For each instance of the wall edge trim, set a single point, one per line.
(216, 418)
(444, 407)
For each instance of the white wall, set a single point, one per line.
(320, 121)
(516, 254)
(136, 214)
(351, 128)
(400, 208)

* * * * * * *

Quote all of the entries verbatim.

For each instance of the wall edge trim, set a single point, one per line.
(216, 418)
(444, 407)
For each instance of the white wall, set a single point, one per line.
(320, 121)
(516, 254)
(136, 214)
(351, 128)
(400, 208)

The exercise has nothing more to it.